What is asked: Extract each line of the data below that contains the string "mountain". Matching is case-sensitive.

Records for this task:
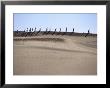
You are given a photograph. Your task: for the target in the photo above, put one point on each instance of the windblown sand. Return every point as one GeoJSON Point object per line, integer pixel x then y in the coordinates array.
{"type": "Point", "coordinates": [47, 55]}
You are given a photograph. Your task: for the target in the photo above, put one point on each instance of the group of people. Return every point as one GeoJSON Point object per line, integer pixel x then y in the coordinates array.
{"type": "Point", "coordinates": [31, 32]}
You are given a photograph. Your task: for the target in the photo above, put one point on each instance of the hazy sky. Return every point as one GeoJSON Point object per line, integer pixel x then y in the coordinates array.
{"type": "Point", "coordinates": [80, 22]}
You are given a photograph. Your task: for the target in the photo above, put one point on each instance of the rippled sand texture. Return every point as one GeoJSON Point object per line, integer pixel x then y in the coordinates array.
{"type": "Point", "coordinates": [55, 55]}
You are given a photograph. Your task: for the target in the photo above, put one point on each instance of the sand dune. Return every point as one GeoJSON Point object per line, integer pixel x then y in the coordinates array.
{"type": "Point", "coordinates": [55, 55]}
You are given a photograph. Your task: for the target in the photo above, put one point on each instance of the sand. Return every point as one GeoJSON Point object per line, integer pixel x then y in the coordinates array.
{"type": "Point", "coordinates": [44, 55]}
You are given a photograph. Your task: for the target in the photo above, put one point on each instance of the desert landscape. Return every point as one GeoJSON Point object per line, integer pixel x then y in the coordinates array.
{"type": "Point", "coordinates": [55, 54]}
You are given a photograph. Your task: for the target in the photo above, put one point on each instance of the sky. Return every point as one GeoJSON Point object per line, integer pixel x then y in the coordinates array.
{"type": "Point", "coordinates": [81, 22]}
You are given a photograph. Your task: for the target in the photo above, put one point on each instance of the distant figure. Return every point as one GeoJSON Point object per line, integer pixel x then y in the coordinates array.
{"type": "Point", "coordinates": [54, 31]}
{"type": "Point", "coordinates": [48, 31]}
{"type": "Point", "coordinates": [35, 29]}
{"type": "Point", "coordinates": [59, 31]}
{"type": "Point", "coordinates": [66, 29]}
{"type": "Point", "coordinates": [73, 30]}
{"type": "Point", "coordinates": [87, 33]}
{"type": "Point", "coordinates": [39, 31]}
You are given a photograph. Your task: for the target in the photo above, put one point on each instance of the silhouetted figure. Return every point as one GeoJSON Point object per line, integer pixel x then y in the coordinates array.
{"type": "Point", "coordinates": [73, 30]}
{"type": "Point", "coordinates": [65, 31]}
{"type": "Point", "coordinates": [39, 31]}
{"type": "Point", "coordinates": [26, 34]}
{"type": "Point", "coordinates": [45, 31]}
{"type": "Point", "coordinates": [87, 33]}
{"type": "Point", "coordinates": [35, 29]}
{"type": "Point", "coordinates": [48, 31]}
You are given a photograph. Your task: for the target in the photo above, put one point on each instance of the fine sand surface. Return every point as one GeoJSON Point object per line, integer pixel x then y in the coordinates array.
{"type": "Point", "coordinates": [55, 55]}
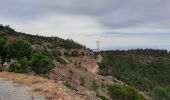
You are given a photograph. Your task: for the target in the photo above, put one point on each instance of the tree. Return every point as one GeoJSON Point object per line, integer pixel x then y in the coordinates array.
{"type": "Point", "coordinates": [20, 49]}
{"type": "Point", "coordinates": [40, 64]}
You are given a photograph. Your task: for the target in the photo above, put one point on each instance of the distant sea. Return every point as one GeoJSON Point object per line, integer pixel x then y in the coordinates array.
...
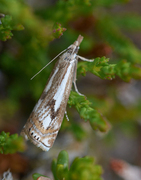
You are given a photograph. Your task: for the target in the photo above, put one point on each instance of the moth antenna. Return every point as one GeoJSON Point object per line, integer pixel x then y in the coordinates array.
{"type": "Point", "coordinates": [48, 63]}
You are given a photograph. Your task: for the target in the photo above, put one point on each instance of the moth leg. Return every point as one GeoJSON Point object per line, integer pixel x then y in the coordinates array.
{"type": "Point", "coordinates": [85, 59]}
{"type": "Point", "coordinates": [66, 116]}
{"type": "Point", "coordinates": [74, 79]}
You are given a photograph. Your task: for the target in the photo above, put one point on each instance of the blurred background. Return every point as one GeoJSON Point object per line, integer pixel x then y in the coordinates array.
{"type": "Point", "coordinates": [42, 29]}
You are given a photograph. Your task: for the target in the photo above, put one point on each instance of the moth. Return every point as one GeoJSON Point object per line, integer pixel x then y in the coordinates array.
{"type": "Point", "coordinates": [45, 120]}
==
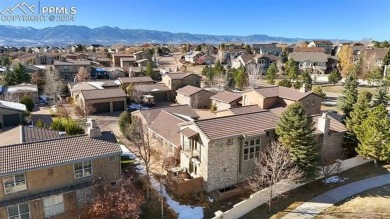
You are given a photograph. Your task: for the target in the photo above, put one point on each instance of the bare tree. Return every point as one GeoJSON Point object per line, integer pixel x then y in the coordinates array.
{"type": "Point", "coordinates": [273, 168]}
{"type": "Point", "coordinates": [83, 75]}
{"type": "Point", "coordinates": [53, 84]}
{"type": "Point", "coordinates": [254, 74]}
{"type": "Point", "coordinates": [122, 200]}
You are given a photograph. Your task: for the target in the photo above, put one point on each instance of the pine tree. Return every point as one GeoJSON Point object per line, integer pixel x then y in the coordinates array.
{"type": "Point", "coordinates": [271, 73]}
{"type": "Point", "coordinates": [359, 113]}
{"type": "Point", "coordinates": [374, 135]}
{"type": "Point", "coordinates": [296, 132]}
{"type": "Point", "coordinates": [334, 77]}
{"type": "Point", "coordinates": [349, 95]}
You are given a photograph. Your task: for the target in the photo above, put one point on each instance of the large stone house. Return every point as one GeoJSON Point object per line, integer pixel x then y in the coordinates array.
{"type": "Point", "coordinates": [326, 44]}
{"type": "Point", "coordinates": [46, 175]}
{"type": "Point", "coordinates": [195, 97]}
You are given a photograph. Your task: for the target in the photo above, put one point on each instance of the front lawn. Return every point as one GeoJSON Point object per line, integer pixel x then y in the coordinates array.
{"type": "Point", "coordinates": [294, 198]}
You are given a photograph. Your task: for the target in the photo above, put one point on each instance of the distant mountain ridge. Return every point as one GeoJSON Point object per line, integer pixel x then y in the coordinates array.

Written response:
You are given a photograph. Your task: for the target in the photo above, put one point on each instance of the distant mountain ridge. Return every point as one GeoJSON Point object per line, integer pixel x then y in the coordinates array.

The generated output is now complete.